── Data to process

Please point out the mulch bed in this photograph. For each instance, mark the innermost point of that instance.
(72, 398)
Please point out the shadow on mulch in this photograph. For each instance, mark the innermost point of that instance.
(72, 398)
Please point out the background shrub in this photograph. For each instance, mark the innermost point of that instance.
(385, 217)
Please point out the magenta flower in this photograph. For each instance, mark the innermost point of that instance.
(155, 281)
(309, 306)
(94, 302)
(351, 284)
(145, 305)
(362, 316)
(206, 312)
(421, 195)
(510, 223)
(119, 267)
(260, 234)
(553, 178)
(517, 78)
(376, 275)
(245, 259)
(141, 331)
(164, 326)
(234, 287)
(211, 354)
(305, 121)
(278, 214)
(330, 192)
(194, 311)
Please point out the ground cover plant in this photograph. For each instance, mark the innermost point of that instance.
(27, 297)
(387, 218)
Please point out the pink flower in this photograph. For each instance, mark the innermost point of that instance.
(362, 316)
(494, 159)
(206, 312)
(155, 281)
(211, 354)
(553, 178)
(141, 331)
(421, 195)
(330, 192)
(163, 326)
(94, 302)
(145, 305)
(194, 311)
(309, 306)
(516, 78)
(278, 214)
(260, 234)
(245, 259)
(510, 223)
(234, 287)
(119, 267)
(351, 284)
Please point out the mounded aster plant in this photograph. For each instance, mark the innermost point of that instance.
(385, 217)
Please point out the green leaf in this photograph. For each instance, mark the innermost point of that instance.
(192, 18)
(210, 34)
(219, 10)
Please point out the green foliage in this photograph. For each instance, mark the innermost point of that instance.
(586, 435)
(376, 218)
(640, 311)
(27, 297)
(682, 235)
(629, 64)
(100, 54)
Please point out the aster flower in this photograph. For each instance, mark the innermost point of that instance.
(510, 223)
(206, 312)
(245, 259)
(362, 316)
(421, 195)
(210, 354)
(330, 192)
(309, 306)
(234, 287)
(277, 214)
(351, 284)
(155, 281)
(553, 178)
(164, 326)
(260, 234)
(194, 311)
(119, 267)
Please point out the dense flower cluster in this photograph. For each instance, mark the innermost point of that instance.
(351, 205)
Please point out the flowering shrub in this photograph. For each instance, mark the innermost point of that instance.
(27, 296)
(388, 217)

────

▸ What is being asked: The entries above should be repeated exactly, every one of them.

▸ The reply:
Please point out the mulch bed in this photograph. For each instance, mark the innermost point of that instance.
(72, 398)
Please point out the shadow on mulch in this photograph. For each instance, mark the innermost point of that instance.
(72, 398)
Please point out the background shrub in this photograph. For each instance, mark the innermost point of that instance.
(385, 217)
Please point out the magenta flower in this photograph. For each instance, mark the innermost point of that instance.
(155, 281)
(309, 306)
(94, 302)
(351, 284)
(145, 305)
(362, 316)
(206, 312)
(421, 195)
(510, 223)
(119, 267)
(260, 234)
(553, 178)
(517, 78)
(376, 275)
(245, 259)
(141, 331)
(164, 326)
(234, 287)
(211, 354)
(305, 121)
(278, 214)
(330, 192)
(194, 311)
Please point out the ground cover plant in this photograph. For each instance, mark the innermost point of that instance.
(27, 297)
(387, 218)
Please point out the pink flower in this photograph. For each instance, mark the innermost point of that instance.
(362, 316)
(494, 159)
(206, 312)
(155, 281)
(211, 354)
(553, 178)
(141, 331)
(421, 195)
(330, 192)
(163, 326)
(94, 302)
(145, 305)
(194, 311)
(309, 306)
(516, 78)
(278, 214)
(260, 234)
(245, 259)
(510, 223)
(234, 287)
(119, 267)
(351, 284)
Please point out the mounded aster plant in this photograph. For each instance, mark the innermost point of that instance.
(385, 217)
Please point out the green leaf in this photograph. For each instance, mark the innermost point of that instance.
(192, 18)
(210, 34)
(219, 10)
Please point out the green foliage in this photograph. For each instance, mark the innermost point of that instance.
(586, 435)
(376, 218)
(640, 311)
(27, 297)
(682, 235)
(629, 64)
(100, 54)
Please point out the aster flower in this photograph. For each instance, mark the innermost point of that instance.
(510, 223)
(206, 312)
(245, 259)
(362, 316)
(421, 195)
(210, 354)
(330, 192)
(309, 306)
(234, 287)
(277, 214)
(351, 284)
(155, 281)
(553, 178)
(164, 326)
(260, 234)
(194, 311)
(119, 267)
Please point out the dense flower cluster in this photograph. For each instance, mark the innermost point of that instance.
(351, 205)
Please point out the flowering shrub in this photograph. For each instance, mark the innermost point of that instance.
(27, 296)
(388, 217)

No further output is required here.